Required work -
Without the pictures, reproduce the records that follow exactly.

— Start of Available data —

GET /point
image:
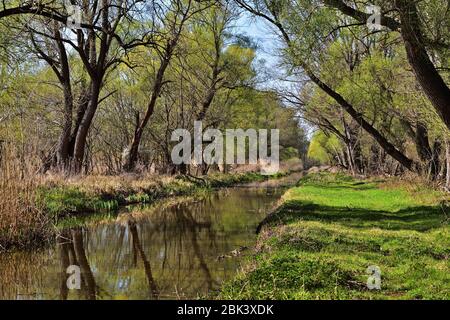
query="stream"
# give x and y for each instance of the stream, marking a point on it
(184, 250)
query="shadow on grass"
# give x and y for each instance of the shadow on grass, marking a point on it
(419, 218)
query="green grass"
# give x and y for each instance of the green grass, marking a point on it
(330, 228)
(66, 201)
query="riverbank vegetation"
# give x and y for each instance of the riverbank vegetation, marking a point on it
(88, 109)
(330, 228)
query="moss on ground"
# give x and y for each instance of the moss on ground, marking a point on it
(330, 228)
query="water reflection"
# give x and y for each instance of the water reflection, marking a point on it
(158, 253)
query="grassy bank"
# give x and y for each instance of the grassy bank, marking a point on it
(330, 228)
(101, 193)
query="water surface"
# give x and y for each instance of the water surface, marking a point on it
(180, 251)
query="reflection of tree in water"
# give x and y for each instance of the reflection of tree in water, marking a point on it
(185, 214)
(137, 249)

— End of Available data —

The completed task -
GET /point
image:
query="stream"
# give x and y for each instance of the stream, marking a point on it
(184, 250)
query="shadow on grass"
# give x and y for each instance of the shadow on grass, marking a point on it
(419, 218)
query="green grass"
# give x and y for each instance of the green grass, marking a point on it
(330, 228)
(66, 201)
query="riverbank vegetation"
# give x and y for each instance of the riverbank vegetation, marking a point on it
(88, 109)
(330, 228)
query="moss on ground"
# give x and y for each instance of the moss on ground, marking a point on it
(330, 228)
query="water reflection"
# give x and y for each instance of the water reflection, marking a point on it
(158, 253)
query="grassy bank"
# give x and y for each instance of the grassy bank, marking a point on it
(330, 228)
(101, 193)
query="water surface"
# give x and y for each instance of the water surface, marking a point on it
(180, 251)
query="reflection of tree in water"
# give x and y for each instance of the reflection of tree in water, marking a point on it
(185, 214)
(137, 249)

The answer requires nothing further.